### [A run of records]
* * *

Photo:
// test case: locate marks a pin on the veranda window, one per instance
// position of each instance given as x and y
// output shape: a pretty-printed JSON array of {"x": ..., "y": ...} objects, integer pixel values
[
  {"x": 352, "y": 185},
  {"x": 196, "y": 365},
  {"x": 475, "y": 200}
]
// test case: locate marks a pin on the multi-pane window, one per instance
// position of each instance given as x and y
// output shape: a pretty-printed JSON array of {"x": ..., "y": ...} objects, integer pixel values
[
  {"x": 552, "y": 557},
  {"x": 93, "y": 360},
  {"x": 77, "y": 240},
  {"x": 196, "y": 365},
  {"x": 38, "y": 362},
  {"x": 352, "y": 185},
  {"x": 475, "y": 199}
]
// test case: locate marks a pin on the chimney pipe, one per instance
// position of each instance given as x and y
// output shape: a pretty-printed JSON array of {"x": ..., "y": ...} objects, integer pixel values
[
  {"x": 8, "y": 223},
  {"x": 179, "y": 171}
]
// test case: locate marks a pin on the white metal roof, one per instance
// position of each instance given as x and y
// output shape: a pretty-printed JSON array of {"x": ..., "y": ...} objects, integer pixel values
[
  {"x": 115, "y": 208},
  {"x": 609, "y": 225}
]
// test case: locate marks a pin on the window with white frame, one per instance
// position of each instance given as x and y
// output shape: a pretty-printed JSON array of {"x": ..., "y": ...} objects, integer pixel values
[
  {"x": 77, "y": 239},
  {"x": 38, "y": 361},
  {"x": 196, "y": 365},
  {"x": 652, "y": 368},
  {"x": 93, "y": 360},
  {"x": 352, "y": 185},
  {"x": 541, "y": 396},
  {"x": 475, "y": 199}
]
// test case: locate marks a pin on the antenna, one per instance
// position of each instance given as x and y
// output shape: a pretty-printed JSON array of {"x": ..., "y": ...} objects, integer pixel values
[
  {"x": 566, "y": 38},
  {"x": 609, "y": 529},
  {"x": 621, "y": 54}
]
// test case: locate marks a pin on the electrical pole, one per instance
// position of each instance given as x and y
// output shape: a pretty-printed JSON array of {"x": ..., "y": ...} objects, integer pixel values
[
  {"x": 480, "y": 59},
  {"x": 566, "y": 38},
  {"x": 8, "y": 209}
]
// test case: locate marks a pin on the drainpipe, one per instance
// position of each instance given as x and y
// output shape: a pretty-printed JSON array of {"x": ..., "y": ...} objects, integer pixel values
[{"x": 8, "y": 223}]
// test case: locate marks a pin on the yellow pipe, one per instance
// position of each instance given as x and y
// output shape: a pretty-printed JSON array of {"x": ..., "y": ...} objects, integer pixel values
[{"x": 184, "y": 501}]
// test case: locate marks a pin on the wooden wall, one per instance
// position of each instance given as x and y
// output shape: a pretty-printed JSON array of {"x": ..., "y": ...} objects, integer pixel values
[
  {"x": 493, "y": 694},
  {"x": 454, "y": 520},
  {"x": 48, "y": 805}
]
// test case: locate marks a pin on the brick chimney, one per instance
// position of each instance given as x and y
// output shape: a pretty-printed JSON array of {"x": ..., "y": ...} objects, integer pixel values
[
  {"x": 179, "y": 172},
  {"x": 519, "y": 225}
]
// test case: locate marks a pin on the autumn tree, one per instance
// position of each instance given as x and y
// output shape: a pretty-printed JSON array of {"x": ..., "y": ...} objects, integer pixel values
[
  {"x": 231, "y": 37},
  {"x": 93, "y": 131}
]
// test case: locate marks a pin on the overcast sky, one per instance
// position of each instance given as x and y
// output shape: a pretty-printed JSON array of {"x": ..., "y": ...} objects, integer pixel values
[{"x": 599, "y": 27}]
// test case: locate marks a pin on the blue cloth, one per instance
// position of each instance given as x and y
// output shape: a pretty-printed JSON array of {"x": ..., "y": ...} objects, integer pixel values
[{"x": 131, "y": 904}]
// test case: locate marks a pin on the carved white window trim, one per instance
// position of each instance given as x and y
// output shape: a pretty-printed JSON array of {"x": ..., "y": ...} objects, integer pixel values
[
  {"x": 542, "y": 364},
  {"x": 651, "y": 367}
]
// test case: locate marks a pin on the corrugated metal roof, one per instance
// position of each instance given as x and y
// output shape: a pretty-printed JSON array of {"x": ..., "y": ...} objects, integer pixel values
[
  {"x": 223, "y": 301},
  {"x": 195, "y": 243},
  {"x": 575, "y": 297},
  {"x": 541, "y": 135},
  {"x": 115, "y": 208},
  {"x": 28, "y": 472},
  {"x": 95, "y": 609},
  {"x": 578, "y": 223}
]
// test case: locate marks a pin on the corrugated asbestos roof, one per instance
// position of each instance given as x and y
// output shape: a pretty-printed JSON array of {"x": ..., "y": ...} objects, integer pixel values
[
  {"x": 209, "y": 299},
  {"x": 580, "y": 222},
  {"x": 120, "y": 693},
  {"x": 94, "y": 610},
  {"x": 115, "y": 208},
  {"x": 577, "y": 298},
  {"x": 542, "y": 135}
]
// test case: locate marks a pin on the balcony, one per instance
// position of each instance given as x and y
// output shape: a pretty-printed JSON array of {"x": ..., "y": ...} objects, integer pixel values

* * *

### [Exercise goal]
Above are some records; repeat all of them exactly.

### [Result of this task]
Photo:
// test case: locate marks a pin on the veranda window, one per instance
// position of each instance given as x and y
// output shape: a pretty-printed JSON array of {"x": ..., "y": ...} objects, integer pixel values
[
  {"x": 352, "y": 185},
  {"x": 196, "y": 365},
  {"x": 475, "y": 200}
]
// test case: locate marks a pin on the multi-pane window, one per instance
// position of each instance given as x and y
// output shape: a pretty-printed JSON array of {"x": ..., "y": ...} objects, integer pixel values
[
  {"x": 552, "y": 557},
  {"x": 93, "y": 360},
  {"x": 77, "y": 240},
  {"x": 196, "y": 365},
  {"x": 38, "y": 362},
  {"x": 352, "y": 185},
  {"x": 475, "y": 199}
]
// test case: locate marks a pin on the chimney pipe, one per instance
// position of each instance given as x and y
// output shape: a pretty-printed JSON array of {"x": ..., "y": ...} objects, integer pixel values
[
  {"x": 8, "y": 223},
  {"x": 179, "y": 171}
]
// test case: locate marks a pin on the white metal roof, one per instance
// position of each instance given as x and y
// output shape: a pretty-printed JSON array of {"x": ..., "y": ...} objects, integer pixel values
[
  {"x": 115, "y": 208},
  {"x": 609, "y": 225}
]
// test case: locate marks a pin on the window with white frame, one per instance
// position of each instance given as x and y
// output shape: a pretty-printed JSON array of {"x": ..., "y": ...} objects, integer pixel values
[
  {"x": 77, "y": 239},
  {"x": 38, "y": 361},
  {"x": 196, "y": 365},
  {"x": 652, "y": 368},
  {"x": 93, "y": 360},
  {"x": 352, "y": 185},
  {"x": 541, "y": 396},
  {"x": 475, "y": 199}
]
// test case: locate marks a pin on the antenna, one per instance
// position of each instance given as x and y
// output shape: a pretty-printed JSON array of {"x": ..., "y": ...} objects, integer pixel values
[
  {"x": 566, "y": 38},
  {"x": 609, "y": 529},
  {"x": 621, "y": 54}
]
// test case: locate marks a pin on the electrical pole, one per instance
// position of each instance given as x and y
// output shape: a pretty-printed JSON array of {"x": ..., "y": ...} objects, integer pixel values
[
  {"x": 480, "y": 59},
  {"x": 566, "y": 38},
  {"x": 8, "y": 209}
]
// test case: locate marks a pin on the drainpipe, one per instance
// position of each instance given as x and y
// output shape: a pretty-printed JSON array of {"x": ..., "y": ...} objects, integer pixel values
[{"x": 8, "y": 223}]
// test case: locate marks a pin on the yellow pipe, one per instance
// position of each instance given as x and y
// output shape: a pretty-printed JSON array of {"x": ..., "y": ...} objects, integer pixel values
[{"x": 184, "y": 501}]
// test case: locate marks a pin on the wooden wall, one per instance
// position of each instance given as x and y
// output shape: a pretty-printed JSON array of {"x": ..., "y": ...} objects, integer pixel values
[
  {"x": 493, "y": 694},
  {"x": 454, "y": 520},
  {"x": 48, "y": 805}
]
// test case: locate marks a pin on the brick chimney, one per instance
// position of each instance given as x and y
// output shape: a pretty-printed JSON array of {"x": ..., "y": ...} objects, integer pixel values
[
  {"x": 179, "y": 172},
  {"x": 519, "y": 225}
]
// test case: locate marks a pin on the autumn tree, one per instance
// position of each instance given as x and y
// output shape: a pretty-printed JSON array of {"x": ..., "y": ...} objects, integer pixel values
[
  {"x": 231, "y": 37},
  {"x": 93, "y": 131}
]
// test case: locate marks a pin on the overcast sky, one per instance
// position of each instance given as x and y
// output shape: a pretty-printed JSON array of {"x": ..., "y": ...} objects, integer pixel values
[{"x": 599, "y": 27}]
// test case: locate marks a pin on the blue cloth, one per instance
// position of each instance given as x and y
// output shape: a pretty-printed JSON array of {"x": ..., "y": ...} objects, integer pixel values
[{"x": 131, "y": 904}]
// test case: locate marks a pin on the carved white window trim, one per instance
// position of each instance given as x and y
// output shape: a pretty-printed JSON array of {"x": ..., "y": ...} objects, integer pixel values
[
  {"x": 542, "y": 364},
  {"x": 651, "y": 367}
]
// test case: locate marks a pin on the corrugated metal roof, one per instance
// position of each instance given as x and y
// output shape: a pretty-printed JSON array of {"x": ..., "y": ...} objects, integer pixel values
[
  {"x": 223, "y": 301},
  {"x": 195, "y": 243},
  {"x": 575, "y": 297},
  {"x": 541, "y": 135},
  {"x": 115, "y": 208},
  {"x": 28, "y": 472},
  {"x": 95, "y": 609},
  {"x": 578, "y": 223}
]
// test case: locate marks a pin on the corrugated asbestos roof, one per instance
// position of each instance given as x and y
// output shape: a pretty-printed JSON array of {"x": ..., "y": ...} objects, integer pixel values
[
  {"x": 209, "y": 299},
  {"x": 580, "y": 222},
  {"x": 120, "y": 693},
  {"x": 94, "y": 610},
  {"x": 115, "y": 208},
  {"x": 577, "y": 298},
  {"x": 542, "y": 135}
]
// test case: locate marks a pin on the balcony, one per instance
// position of each instance given as x and y
// output shape: a pretty-printed JSON array of {"x": ..., "y": ...} objects, integer pixel values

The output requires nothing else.